## Work item
In the listing below, locate the line that contains "Question. For each instance of the vaulted" and the line that contains "Question. For each instance of the sunlight". Restate word for word those two lines and every line between them, and nothing else.

[Opening Available data section]

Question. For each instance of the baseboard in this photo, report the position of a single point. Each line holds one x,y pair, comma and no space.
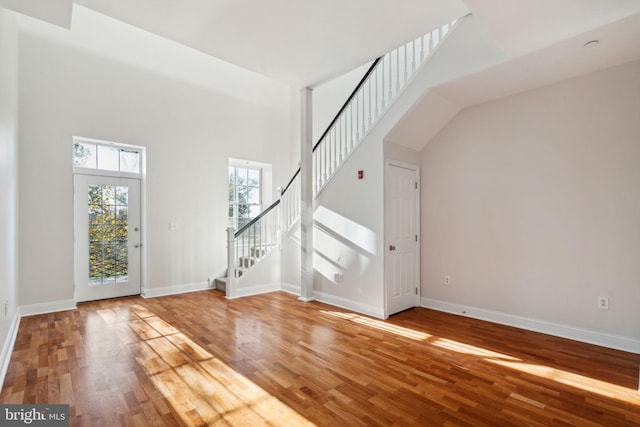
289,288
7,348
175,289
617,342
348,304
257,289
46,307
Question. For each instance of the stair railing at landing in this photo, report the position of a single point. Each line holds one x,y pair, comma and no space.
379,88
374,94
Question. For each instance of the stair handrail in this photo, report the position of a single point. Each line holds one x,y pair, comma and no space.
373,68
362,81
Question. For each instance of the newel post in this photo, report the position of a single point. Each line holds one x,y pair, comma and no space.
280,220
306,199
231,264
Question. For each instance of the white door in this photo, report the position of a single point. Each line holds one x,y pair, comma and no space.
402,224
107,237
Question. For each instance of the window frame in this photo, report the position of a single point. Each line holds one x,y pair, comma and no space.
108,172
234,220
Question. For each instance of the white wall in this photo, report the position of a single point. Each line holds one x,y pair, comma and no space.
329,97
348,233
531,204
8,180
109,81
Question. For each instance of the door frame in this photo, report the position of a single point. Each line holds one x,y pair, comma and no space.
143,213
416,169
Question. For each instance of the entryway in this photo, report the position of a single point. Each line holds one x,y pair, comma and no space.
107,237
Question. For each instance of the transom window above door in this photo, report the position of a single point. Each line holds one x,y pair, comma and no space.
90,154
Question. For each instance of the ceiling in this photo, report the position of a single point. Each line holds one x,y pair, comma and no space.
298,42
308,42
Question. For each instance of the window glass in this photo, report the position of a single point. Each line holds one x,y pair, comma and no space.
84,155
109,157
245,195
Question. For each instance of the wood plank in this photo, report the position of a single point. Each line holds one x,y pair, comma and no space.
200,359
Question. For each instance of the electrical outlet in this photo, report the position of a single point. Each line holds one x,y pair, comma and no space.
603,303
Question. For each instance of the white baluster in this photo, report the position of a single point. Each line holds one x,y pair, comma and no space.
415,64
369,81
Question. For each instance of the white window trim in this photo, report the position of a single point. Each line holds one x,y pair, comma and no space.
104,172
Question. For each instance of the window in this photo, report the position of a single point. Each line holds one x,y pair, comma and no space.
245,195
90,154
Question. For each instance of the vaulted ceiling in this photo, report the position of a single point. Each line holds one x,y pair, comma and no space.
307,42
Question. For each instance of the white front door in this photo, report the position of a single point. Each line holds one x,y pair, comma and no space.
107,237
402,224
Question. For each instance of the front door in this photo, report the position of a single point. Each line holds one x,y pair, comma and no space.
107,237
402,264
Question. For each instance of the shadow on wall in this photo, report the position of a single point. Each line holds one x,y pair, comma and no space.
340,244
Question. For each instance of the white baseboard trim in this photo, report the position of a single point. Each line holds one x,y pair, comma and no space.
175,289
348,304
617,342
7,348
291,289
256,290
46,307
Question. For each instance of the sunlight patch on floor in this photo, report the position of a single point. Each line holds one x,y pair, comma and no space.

[Closing Available data section]
[Opening Available data section]

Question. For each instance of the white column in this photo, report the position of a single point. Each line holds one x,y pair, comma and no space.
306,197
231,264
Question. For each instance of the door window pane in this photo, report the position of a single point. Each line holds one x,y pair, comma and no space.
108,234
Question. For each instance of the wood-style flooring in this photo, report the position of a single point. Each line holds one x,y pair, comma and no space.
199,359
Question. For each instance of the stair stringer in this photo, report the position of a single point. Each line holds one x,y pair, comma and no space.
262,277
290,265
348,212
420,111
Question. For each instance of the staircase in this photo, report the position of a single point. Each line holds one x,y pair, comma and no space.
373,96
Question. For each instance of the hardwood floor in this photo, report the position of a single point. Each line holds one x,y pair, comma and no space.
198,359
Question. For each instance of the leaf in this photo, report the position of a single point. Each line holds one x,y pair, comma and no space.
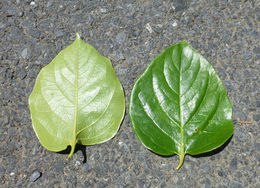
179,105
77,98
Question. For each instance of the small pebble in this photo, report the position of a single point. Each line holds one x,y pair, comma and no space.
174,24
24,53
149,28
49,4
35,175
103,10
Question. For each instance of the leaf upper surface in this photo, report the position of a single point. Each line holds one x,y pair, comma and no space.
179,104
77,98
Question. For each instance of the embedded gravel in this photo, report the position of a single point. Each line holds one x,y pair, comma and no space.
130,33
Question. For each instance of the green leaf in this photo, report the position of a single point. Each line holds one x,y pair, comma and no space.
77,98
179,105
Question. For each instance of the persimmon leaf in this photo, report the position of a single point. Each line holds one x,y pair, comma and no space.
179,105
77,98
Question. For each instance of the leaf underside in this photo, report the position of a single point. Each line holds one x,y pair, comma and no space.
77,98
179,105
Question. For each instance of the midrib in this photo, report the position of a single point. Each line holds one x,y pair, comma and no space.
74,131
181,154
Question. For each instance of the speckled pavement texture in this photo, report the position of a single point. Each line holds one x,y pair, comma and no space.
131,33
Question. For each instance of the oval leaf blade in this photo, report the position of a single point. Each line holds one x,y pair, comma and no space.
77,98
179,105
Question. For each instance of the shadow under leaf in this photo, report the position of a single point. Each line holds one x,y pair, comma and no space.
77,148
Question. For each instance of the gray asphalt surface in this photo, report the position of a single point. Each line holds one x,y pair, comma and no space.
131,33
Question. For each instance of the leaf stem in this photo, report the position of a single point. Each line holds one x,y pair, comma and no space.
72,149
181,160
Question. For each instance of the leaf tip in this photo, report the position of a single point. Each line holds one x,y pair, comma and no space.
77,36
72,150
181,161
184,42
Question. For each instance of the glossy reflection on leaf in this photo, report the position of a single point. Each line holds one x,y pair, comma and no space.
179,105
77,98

[Closing Available data section]
[Opening Available data section]

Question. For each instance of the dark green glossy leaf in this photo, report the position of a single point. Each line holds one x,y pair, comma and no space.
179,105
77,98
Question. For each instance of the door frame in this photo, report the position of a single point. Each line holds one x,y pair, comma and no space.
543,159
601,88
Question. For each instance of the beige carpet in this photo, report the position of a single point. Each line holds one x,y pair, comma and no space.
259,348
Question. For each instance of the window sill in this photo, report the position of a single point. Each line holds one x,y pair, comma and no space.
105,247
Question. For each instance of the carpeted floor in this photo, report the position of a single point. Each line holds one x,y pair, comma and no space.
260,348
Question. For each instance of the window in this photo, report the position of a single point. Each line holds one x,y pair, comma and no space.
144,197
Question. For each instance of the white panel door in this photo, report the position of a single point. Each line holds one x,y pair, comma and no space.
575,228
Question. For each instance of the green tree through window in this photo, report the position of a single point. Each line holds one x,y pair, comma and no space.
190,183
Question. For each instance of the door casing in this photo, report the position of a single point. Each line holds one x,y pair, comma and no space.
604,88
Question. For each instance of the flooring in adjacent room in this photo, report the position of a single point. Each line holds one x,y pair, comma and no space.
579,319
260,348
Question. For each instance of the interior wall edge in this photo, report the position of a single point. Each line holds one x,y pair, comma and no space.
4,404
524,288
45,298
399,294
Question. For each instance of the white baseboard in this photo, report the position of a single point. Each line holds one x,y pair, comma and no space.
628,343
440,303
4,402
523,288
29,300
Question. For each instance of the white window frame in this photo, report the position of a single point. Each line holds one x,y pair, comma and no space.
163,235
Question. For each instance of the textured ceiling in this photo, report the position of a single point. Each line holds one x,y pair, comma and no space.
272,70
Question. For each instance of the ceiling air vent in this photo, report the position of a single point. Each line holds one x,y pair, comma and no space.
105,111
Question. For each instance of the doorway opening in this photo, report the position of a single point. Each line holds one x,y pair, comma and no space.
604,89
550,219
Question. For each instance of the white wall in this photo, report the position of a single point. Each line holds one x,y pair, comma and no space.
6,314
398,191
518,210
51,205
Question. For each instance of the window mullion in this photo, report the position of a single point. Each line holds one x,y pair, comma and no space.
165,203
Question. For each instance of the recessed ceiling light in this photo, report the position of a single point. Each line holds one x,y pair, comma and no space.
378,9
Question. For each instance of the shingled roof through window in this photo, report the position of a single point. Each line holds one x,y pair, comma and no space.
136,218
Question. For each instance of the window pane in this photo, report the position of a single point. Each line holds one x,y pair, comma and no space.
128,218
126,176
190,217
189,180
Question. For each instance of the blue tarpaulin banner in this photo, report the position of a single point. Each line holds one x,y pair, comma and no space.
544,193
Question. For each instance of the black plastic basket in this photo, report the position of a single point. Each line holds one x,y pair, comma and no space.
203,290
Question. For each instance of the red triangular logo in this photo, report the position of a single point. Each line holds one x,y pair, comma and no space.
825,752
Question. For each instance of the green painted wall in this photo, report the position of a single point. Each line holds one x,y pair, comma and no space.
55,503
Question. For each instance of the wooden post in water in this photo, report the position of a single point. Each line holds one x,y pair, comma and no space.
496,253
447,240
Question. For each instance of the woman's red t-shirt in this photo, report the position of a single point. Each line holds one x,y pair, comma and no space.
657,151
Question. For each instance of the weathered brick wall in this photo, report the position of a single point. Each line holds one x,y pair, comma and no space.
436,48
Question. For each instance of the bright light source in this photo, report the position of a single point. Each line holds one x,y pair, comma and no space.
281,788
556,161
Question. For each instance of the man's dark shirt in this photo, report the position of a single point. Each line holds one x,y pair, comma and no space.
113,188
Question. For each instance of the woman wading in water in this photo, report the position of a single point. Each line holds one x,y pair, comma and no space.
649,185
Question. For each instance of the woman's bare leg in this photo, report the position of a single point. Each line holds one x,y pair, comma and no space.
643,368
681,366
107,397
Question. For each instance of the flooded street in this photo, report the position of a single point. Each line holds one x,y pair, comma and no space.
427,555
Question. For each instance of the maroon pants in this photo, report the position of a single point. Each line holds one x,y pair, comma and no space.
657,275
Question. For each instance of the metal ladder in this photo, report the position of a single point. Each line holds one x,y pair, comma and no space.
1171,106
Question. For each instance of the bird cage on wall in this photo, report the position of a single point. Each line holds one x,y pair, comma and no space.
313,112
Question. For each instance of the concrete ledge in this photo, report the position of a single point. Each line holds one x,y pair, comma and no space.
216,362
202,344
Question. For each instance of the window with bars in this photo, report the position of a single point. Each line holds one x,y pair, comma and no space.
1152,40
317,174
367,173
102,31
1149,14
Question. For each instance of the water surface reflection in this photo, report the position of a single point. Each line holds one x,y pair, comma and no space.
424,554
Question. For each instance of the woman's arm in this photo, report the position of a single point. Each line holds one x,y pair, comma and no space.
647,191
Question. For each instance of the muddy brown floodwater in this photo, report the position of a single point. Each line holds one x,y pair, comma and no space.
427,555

[Closing Available data section]

## Response to this task
Question. For each instance of the vaulted ceiling in this photo, report the position of a single point. Each line holds one x,y pair, comma and no space.
307,42
Question. For each instance of the white front door in this photo, report the position of a single point. Each line holds one x,y pair, comma and no space.
107,237
402,224
Question. For each instance of the front door in this photo, report the position of a single point. Each line holds one x,y pair, comma and no space.
107,237
402,264
Question. For each instance of the shadow on wall in this photo, report the position of a single point. Each line holds one x,y pair, comma and no space.
340,244
Question. For each instance of the white baseboard trim in this photo, report the position of a single point. Each line holds one x,y pair, comma and no space.
175,289
348,304
617,342
7,348
291,289
256,290
46,307
Question. For each instance of the sunlight patch on floor in this photo, report the position of a single point. Each line holds one x,y pair, comma and no space.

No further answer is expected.